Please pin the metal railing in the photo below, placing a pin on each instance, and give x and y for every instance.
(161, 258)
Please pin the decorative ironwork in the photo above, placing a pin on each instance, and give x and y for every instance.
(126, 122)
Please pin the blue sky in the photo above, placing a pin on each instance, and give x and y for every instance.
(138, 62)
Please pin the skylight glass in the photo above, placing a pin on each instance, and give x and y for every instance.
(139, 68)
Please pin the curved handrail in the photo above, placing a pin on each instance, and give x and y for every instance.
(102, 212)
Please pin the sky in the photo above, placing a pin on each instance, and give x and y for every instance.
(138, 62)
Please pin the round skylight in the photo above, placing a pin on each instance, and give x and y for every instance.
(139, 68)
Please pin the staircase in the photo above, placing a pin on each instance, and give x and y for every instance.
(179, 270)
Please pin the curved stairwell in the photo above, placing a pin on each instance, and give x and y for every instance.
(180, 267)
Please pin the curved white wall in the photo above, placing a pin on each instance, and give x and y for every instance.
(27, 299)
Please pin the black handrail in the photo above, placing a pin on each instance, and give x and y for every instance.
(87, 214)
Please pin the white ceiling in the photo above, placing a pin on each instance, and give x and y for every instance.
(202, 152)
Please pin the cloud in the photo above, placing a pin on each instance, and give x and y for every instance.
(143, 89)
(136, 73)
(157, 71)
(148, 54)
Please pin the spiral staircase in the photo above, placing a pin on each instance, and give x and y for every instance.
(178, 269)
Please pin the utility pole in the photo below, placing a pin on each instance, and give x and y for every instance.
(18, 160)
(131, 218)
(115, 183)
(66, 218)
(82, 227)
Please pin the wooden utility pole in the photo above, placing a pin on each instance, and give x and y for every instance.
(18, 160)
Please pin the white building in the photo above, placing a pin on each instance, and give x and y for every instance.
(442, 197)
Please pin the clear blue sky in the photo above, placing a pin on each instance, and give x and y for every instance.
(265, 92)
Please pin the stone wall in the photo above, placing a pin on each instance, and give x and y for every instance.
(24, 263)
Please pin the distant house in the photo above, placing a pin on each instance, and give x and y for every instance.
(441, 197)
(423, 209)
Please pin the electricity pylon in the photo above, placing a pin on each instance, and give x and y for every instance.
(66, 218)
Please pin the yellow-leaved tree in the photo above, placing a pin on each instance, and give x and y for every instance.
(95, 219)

——————

Reproduce the data from the line containing "Please pin the stone" through the final line, replacing "distant house" with "faraway house" and keeping everything else unchanged.

Please pin the stone wall in the photo above, placing a pin on each instance, and give x and y for every instance.
(24, 263)
Please pin the faraway house in the photo above, placing a pin on each instance, and give x and y for every instance.
(441, 197)
(423, 209)
Please pin the electricity pylon in the photo above, placing a pin on each instance, and give x and y for every instance.
(66, 218)
Please pin the yellow-leaved tree in the photo above, placing a pin on each instance, and give x and y for every instance.
(95, 219)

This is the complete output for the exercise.